■ DOCUMENT PASSAGE
China ride-hailing giant Didi Chuxing is upbeat and looking for new markets

Didi Chuxing HQ
Logo of Didi Chuxing is seen at its headquarters building in Beijing, China. REUTERS/Jason Lee

BEIJING/SHANGHAI (Reuters) – China ride-hailing giant Didi Chuxing is upbeat that business overseas has turned a corner after dropping to a mid-March low amid the coronavirus pandemic, a senior executive said, and is already looking into new markets and payment firm acquisitions.

Though bullish over future prospects, Tony Qiu, chief operating officer of Didi’s international operation, conceded that business sees a “double-digit” percentage hit in the short term, echoing gloom across an industry squeezed by travel restrictions in many countries to contain the virus.

“[Overseas] business has recovered a little since reaching a low in mid-March,” Qiu told Reuters in an interview. “In the short term it will impact our business by double-digit, but we hope by doing what we do during the epidemic, we will overcome the virus.”

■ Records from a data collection
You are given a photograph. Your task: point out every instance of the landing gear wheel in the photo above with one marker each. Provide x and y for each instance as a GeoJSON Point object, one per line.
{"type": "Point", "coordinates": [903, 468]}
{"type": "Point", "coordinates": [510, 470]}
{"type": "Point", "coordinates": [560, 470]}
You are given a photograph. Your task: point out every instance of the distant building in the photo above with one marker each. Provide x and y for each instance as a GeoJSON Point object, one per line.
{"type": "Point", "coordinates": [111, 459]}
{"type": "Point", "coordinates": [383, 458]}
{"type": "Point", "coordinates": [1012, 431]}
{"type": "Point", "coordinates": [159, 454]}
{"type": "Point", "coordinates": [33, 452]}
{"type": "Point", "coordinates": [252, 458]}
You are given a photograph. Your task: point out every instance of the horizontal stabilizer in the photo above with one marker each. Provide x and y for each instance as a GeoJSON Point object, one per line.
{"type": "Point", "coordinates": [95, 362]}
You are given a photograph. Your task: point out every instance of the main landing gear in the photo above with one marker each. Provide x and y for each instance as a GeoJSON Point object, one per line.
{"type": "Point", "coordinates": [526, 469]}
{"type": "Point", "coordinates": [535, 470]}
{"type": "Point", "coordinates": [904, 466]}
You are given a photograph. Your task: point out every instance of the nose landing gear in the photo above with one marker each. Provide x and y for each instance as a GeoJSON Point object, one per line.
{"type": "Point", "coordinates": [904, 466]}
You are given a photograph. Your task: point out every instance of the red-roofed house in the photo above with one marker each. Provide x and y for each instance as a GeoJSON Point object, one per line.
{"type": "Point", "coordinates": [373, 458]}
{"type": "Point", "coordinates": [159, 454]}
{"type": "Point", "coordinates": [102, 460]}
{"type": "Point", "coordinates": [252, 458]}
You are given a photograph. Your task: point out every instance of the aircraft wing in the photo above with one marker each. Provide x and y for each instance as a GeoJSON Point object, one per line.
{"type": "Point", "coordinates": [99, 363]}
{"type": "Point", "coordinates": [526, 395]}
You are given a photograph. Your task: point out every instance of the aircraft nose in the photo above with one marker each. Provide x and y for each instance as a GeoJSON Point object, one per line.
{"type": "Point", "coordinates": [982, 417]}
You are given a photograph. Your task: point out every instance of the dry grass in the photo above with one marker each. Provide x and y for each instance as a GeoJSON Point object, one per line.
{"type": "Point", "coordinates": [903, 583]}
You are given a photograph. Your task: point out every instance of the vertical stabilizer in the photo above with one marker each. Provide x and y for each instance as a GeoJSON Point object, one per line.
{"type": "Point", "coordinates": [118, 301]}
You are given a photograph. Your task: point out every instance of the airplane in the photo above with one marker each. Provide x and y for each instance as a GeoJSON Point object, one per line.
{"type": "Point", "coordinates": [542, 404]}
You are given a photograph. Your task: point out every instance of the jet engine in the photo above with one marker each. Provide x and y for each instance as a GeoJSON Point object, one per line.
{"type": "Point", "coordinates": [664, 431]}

■ PROBLEMS AND TASKS
1. In the article on Didi Chuxing, what position does Tony Qiu hold?
2. Go on with the news article about Didi Chuxing, starting after its last quoted sentence.
The listing was taken from a separate source and has no connection to the text about Didi Chuxing.

■ TASK-BY-TASK RESULTS
1. He is chief operating officer of Didi's international operation.

2.
Last week Uber Technologies warned of an up-to-$102 million revenue hit in the first half of this year, while Singapore-based Grab said its ride volumes have gone down by a double-digit percentage in some countries. Uber withdrew its 2020 forecast for gross bookings and earnings, while Grab said it would cap costs.

Uber owned 15% of Didi Chuxing at least as of September 2018 after selling its Chinese operations to its one-time rival in 2016. Now easily the biggest ride-hailing firm in China, Didi has also been backed by Japan’s SoftBank Group to the tune of nearly $12 billion and was valued at $56 billion in a 2017 financing round.

Qiu declined to be more specific on the financial detail of the coronavirus impact on operations. He said his business unit saw daily rides hit a peak of 5 million before the outbreak. On average daily overseas rides account for about 20% of Didi’s entire ride-hailing operation.

Underlining the company’s bullish approach, Didi’s Chief Executive Officer Cheng Wei said last week the firm aims to have 800 million monthly active users globally and complete 100 million orders a day by 2022, including ride-sharing, bike and food delivery orders.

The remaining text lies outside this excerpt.